WRITTEN EXERCISE: Which lines in the items below contain the word "dark"? Copy each of those lines in full.

ENTRIES PROVIDED:

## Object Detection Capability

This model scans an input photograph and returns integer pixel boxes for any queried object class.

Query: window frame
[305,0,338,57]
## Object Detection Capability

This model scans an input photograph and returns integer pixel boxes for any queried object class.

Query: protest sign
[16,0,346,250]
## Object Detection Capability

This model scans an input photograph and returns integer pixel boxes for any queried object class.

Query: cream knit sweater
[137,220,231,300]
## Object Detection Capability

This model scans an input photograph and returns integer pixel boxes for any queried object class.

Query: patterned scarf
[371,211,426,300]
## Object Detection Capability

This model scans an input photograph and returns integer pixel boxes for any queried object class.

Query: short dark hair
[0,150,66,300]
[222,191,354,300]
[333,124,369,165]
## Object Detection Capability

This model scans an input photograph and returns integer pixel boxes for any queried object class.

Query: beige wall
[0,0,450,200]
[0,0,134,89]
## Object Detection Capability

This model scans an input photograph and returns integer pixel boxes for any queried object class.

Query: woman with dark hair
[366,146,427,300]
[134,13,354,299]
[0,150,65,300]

--

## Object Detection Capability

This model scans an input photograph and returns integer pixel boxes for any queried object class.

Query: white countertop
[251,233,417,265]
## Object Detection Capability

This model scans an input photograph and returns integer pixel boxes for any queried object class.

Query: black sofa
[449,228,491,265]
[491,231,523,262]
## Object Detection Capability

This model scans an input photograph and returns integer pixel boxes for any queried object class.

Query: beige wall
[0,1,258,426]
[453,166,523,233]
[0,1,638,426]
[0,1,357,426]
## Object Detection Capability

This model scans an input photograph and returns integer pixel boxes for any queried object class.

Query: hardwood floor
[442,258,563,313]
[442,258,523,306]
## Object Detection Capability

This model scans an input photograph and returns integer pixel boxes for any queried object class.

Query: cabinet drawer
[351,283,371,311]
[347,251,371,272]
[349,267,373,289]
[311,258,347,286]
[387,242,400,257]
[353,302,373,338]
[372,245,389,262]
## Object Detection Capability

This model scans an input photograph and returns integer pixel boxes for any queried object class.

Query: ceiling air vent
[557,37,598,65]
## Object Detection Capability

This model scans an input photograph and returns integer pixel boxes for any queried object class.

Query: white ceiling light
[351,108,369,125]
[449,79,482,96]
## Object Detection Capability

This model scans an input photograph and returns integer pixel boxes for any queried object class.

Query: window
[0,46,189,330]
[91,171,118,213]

CORRECT RESPONSE:
Query: short dark hair
Query: woman with dark hair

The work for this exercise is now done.